◆ SHORT PROBLEM
Rewrite every line of the data below, offsetting each coordinate in the answers by adding 10 to it and leaving all other text unchanged.

<<<<

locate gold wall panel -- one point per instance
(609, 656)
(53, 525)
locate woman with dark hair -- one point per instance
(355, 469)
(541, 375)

>>>>

◆ IN RESPONSE
locate gold wall panel -- one point per instance
(619, 666)
(63, 535)
locate woman with dark hair -- one point per instance
(365, 479)
(551, 385)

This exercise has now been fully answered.